Исходный текст
К этому моменту я уже несколько дней принимала зовиракс, и первоначальная вспышка наконец-то пошла на спад. Чикагский ухогорлонос отметил, что гипофарингеальные поражения заживляются. Ставить диагноз он не стал. Мне было сказано продолжать курс приема медикаментов и связаться с врачами в Нью-Гэмпшире в случае нового обострения.
«Спасибо, что направили эту примечательную пациентку к нам. Я очень рад сообщить, что, судя по всему, дело идет на лад».
Меня вернули в школу. Без прозака, но с викодином, чтобы я могла есть.
Это несколько архивных папок толщиной пару-тройку дюймов каждая. На косо сканированных с оригиналов страницах зафиксировано, как в разных местах я открывала рот в надежде, что кто-то увидит.
Возможно, я только драматизировала ситуацию. Именно так сказал бы мой отец, и был бы прав: я хотела, чтобы эта болезнь говорила сама за себя. Да, я считала, что это самая настоящая драма. Случившееся в комнате тех мальчиков казалось мне слишком однозначным и очевидным, чтобы требовать объяснений. Как сложный перелом или выбитый глаз, те вещи, которые заставляют вздрогнуть и сказать: «Ох, черт. Ладно, не двигайся, сейчас позову на помощь».
И никто ничего не увидел.
Это чувство не ограничивалось горлом. Глядя на себя бегающую вверх-вниз по лестницам, переодевающуюся в футбольную форму, а потом в платье к ужину, спешащую на службу в церковь, я думала: «Неужели никто из вас не видит, что эта девочка погублена? Хоть до кого-то это доходит?»
Разумеется, об этом знали те мальчики. Но я ждала, когда это откроется всем вокруг. Я ждала этого с той секунды, когда покинула их комнату, когда возвращалась как можно медленнее. Интересно, сколько раз я задерживалась под уличными фонарями?
В их комнате я не хотела попасться и лишиться своей безупречной репутации и всех школьных достижений. Чуть позже, по пути к себе, я заключила с собой новую сделку: вообще уйду из этой школы, лишь бы только не пришлось рассказывать о том, что произошло.

Перечень записей
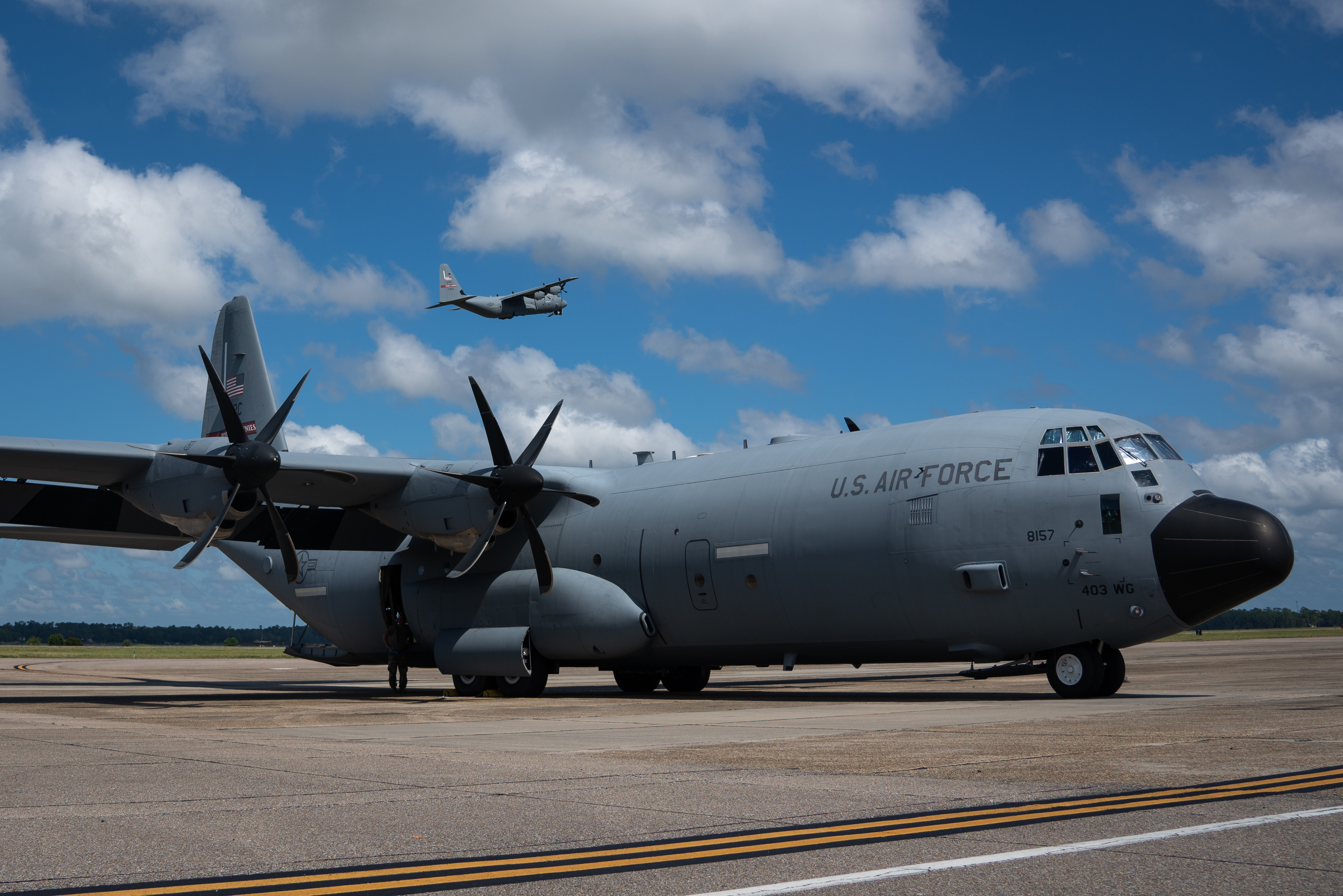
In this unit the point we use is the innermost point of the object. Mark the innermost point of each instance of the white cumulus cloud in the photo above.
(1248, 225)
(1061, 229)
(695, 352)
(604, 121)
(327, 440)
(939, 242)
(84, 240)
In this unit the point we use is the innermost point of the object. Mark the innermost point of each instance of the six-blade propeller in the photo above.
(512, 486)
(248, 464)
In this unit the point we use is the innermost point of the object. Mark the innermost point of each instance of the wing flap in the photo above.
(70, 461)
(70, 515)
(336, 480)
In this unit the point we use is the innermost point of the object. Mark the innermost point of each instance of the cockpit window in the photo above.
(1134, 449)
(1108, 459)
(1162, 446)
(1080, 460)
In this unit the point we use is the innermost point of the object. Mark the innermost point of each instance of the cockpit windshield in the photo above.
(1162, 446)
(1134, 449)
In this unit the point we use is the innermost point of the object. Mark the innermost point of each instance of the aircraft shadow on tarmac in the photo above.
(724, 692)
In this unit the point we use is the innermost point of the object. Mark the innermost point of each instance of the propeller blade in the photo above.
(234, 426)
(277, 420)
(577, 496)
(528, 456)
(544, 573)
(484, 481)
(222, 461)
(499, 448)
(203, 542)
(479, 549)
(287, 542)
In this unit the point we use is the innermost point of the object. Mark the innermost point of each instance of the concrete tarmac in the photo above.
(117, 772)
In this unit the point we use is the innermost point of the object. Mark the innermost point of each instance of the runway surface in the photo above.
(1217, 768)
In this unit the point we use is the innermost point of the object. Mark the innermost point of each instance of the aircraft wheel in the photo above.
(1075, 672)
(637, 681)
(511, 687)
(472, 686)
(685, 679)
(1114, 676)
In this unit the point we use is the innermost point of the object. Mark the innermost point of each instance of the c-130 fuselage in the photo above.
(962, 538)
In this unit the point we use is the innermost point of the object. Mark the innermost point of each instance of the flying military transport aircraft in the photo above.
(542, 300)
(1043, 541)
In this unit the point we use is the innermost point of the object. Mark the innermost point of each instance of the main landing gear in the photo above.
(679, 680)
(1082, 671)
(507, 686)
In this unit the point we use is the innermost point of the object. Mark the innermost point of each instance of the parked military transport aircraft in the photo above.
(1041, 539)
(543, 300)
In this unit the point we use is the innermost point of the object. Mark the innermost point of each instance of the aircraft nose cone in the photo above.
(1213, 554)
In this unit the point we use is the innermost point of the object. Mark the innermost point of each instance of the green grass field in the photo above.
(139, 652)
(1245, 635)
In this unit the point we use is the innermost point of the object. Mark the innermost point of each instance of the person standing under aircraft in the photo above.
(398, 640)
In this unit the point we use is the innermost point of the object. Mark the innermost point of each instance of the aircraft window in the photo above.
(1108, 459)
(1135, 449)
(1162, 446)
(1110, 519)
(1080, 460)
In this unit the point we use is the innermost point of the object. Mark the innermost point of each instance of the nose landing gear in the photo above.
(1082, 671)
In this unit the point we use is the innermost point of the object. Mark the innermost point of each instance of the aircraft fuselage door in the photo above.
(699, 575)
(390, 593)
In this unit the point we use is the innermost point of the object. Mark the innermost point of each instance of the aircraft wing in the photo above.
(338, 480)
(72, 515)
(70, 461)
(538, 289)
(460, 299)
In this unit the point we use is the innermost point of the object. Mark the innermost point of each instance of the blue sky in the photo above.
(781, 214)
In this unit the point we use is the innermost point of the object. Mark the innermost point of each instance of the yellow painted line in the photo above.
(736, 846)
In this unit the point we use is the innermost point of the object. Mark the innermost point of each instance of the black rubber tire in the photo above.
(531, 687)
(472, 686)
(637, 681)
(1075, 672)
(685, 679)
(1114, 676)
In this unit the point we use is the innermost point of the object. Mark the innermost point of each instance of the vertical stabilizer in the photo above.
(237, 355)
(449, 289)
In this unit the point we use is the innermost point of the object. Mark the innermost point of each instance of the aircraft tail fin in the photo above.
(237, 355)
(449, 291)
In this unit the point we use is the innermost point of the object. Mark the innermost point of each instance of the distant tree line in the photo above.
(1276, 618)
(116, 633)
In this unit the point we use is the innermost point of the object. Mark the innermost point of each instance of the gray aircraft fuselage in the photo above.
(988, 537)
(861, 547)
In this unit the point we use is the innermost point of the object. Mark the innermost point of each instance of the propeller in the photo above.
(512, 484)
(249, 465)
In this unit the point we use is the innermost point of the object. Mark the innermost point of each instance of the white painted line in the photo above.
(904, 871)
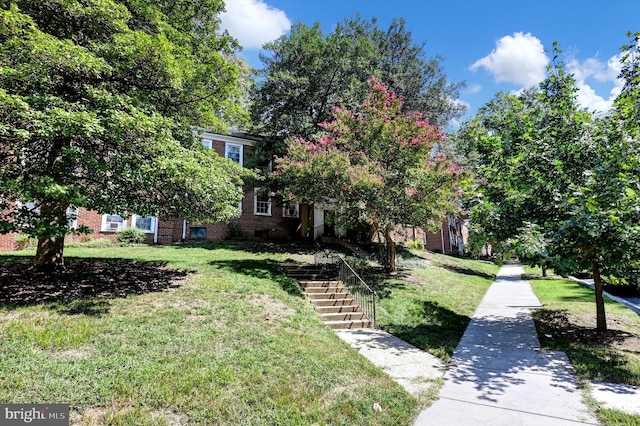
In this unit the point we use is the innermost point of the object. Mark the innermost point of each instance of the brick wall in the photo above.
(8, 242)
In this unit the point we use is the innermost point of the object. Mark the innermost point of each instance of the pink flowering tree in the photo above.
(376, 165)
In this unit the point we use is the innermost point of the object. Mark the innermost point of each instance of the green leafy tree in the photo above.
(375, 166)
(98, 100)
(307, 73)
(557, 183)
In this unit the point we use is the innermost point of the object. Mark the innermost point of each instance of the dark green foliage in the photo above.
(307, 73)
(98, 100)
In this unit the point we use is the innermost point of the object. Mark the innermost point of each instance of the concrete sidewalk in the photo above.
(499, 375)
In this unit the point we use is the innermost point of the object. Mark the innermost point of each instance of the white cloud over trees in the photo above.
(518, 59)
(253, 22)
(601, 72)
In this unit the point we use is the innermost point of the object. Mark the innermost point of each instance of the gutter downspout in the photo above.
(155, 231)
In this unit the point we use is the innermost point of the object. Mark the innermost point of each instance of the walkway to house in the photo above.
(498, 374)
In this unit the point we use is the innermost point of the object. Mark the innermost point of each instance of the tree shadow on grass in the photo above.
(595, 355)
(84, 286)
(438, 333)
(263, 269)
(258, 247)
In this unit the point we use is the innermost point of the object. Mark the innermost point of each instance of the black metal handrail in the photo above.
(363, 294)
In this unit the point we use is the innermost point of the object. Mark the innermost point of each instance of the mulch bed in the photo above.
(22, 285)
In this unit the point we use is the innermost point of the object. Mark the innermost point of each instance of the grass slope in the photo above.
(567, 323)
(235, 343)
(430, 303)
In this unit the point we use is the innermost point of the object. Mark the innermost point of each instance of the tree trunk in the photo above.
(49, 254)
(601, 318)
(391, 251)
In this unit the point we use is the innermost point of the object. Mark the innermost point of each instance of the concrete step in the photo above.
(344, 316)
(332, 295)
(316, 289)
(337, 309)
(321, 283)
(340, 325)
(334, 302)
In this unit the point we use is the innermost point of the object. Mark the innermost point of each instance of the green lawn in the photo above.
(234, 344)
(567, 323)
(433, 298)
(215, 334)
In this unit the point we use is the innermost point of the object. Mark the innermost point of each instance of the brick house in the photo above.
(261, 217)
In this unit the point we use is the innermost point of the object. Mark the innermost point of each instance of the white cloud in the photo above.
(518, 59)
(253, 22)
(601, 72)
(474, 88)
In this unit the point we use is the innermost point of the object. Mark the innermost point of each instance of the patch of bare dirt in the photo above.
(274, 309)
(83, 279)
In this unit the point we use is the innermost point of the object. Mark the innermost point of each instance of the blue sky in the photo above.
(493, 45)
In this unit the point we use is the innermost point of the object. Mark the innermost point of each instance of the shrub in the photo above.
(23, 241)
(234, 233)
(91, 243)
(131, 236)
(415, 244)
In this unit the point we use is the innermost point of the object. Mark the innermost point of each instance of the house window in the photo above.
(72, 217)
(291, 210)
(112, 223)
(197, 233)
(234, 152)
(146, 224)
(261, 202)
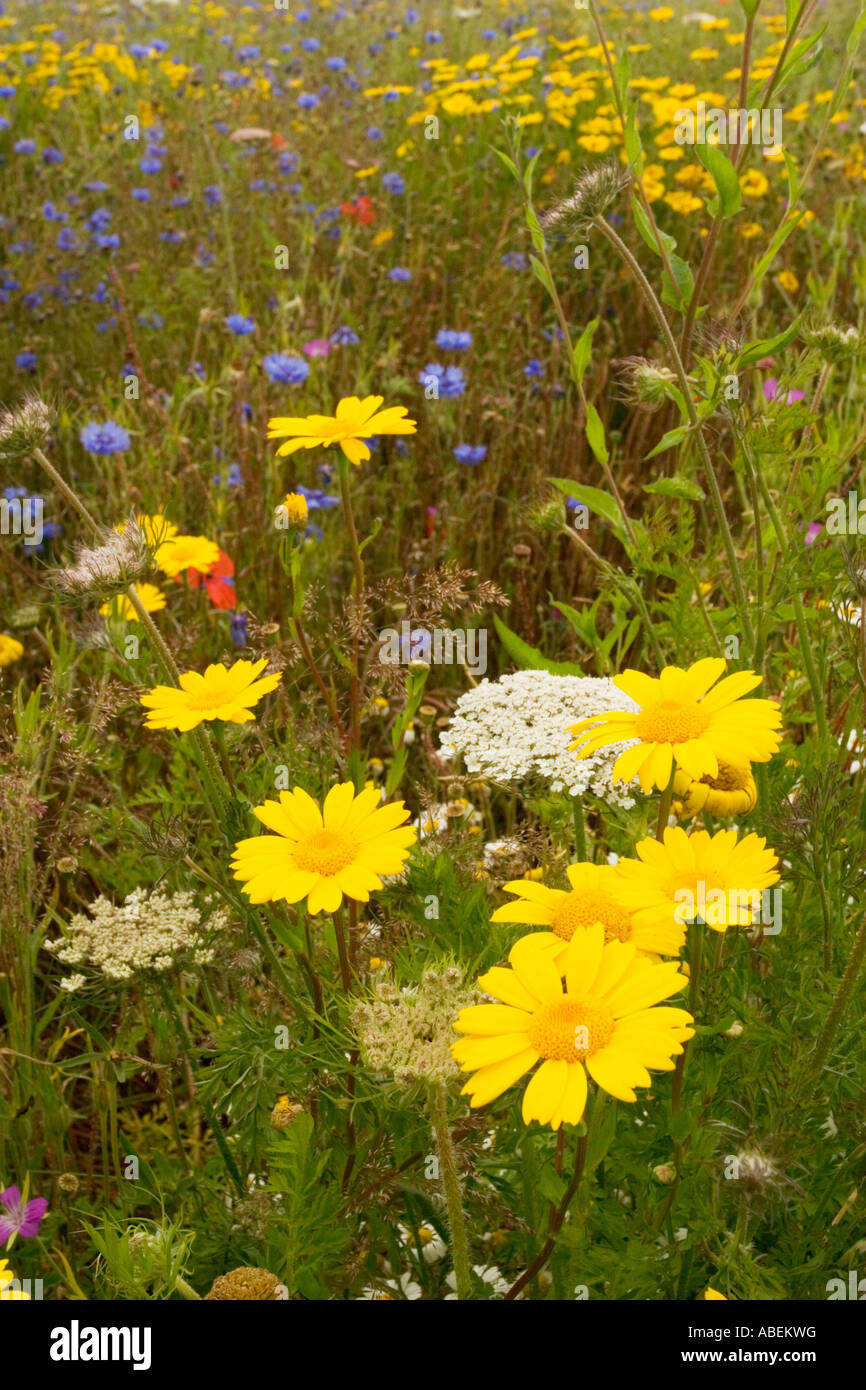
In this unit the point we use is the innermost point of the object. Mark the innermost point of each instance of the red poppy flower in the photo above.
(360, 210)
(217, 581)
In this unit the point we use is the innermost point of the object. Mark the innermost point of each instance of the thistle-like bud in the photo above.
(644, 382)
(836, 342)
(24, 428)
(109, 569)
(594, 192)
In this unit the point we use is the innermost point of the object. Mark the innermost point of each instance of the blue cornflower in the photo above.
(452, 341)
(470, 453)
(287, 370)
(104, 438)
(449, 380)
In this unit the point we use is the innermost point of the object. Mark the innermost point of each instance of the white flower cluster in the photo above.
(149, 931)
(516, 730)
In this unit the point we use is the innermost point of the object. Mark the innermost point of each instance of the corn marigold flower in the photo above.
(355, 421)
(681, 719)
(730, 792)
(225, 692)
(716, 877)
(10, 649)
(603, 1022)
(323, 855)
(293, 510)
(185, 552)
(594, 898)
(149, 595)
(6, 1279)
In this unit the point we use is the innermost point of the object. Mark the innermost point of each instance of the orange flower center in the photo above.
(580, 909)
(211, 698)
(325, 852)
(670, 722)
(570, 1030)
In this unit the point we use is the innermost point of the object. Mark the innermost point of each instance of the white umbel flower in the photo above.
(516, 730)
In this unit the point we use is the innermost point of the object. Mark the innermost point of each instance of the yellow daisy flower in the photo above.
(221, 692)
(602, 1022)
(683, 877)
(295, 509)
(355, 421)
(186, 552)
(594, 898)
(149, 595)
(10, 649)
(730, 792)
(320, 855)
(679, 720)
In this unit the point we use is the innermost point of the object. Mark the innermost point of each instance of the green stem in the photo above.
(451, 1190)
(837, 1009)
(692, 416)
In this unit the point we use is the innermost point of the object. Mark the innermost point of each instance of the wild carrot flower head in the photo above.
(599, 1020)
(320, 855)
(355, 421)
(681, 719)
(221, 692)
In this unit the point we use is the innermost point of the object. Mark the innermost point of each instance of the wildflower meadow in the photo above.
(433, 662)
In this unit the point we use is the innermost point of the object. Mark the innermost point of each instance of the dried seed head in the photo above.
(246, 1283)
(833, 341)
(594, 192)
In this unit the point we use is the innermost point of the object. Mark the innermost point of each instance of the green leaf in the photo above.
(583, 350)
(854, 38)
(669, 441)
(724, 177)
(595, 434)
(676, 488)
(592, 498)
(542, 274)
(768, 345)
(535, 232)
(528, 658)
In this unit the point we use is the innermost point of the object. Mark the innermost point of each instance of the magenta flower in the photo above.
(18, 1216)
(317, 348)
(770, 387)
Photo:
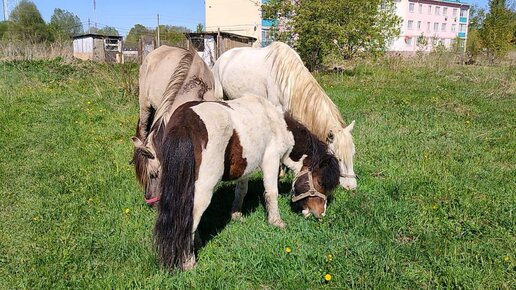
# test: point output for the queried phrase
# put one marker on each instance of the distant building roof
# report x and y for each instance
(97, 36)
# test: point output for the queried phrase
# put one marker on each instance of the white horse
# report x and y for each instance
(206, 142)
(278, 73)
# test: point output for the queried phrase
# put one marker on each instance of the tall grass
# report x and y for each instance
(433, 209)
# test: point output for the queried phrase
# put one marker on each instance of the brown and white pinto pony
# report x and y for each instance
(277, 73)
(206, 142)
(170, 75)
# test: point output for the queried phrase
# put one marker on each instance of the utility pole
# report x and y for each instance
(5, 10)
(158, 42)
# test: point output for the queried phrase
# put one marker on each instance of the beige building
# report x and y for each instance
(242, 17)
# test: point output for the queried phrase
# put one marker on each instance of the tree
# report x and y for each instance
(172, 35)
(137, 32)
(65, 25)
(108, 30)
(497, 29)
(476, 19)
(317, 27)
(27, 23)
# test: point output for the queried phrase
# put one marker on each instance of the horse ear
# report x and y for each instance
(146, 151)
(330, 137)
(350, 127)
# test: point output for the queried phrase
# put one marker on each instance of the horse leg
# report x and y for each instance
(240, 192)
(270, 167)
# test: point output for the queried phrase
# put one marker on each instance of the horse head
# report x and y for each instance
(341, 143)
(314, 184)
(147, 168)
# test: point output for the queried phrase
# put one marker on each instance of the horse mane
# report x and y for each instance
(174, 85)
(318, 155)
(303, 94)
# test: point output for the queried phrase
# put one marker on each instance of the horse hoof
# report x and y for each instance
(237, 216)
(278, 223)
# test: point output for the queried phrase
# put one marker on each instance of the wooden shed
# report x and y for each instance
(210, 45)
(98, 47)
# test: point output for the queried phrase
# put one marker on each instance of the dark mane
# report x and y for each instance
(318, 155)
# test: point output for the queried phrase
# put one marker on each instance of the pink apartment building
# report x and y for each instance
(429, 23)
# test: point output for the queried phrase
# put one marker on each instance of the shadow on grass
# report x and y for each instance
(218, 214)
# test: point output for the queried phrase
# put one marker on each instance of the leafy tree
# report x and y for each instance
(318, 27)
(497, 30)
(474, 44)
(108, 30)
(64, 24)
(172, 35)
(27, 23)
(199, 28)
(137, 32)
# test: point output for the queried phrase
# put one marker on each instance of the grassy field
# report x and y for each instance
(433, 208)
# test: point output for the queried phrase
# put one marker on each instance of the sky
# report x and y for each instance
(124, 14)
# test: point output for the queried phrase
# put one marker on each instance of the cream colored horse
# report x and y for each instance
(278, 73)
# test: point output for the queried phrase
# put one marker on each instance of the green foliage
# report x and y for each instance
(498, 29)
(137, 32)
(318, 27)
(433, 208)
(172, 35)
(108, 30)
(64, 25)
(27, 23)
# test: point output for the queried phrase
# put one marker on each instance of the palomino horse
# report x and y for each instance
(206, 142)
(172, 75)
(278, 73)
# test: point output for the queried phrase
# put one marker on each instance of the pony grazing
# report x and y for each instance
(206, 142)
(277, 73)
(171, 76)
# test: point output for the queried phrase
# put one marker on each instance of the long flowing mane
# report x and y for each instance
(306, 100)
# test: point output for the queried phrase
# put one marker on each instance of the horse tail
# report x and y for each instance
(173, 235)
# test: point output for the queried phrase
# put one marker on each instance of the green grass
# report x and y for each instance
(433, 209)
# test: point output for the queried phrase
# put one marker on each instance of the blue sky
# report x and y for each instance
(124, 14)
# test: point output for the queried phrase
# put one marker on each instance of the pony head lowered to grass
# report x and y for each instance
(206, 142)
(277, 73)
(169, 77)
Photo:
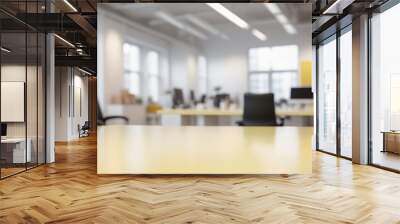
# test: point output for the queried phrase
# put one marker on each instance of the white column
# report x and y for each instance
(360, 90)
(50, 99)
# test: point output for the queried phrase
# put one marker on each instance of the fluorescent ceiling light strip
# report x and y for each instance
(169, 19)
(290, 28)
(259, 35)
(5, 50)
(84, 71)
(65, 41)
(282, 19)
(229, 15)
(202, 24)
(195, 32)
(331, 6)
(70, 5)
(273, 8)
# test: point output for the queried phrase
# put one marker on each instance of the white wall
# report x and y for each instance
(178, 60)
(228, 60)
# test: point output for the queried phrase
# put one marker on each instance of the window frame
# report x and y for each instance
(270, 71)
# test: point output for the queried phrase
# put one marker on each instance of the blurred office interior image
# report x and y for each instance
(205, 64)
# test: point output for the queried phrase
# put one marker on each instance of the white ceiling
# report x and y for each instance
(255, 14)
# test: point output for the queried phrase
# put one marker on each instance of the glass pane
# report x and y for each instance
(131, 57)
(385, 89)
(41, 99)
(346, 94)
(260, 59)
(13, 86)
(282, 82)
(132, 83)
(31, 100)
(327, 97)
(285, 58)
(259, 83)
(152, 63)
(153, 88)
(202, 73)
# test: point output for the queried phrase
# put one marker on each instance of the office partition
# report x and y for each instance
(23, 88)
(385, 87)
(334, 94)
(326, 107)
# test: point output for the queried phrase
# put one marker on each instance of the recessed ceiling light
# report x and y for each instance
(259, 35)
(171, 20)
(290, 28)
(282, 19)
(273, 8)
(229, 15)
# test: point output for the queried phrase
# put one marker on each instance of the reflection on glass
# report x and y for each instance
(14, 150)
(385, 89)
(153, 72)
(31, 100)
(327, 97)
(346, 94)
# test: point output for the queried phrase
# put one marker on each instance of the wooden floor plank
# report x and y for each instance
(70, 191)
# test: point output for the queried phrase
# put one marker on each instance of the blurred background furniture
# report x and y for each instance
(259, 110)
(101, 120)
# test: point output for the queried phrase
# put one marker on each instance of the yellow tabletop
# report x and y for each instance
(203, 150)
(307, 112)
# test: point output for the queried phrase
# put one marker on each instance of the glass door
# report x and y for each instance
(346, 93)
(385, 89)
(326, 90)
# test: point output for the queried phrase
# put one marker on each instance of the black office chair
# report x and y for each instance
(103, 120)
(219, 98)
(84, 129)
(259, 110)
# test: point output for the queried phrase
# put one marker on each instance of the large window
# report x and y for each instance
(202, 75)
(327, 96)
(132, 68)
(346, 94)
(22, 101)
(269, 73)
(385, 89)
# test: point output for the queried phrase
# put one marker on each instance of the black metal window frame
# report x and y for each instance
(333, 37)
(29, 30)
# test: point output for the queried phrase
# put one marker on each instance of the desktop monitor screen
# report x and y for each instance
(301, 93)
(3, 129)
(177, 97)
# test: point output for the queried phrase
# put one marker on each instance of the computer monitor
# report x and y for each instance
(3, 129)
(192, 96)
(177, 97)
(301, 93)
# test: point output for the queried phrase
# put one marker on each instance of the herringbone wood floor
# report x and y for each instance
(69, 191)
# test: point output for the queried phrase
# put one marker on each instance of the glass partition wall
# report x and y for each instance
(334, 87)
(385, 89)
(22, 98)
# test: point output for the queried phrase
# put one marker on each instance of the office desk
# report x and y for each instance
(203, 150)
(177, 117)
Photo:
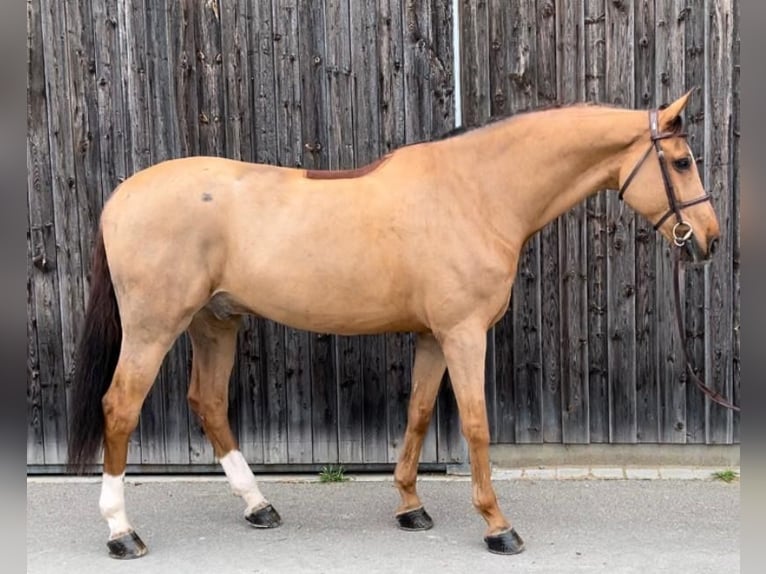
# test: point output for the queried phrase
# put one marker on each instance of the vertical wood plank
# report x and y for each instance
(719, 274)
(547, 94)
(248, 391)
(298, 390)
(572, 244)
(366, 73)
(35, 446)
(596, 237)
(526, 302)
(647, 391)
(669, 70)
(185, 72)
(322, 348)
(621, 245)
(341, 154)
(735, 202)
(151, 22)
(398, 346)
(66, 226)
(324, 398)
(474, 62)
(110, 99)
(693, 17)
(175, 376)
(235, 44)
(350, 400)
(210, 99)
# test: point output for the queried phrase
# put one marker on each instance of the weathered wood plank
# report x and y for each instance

Что требуется
Что, согласно исходному тексту, чикагский ухогорлонос велел делать после осмотра? Записи взяты из другого источника.

Ответ к заданию
Продолжать курс приема медикаментов и связаться с врачами в Нью-Гэмпшире в случае нового обострения.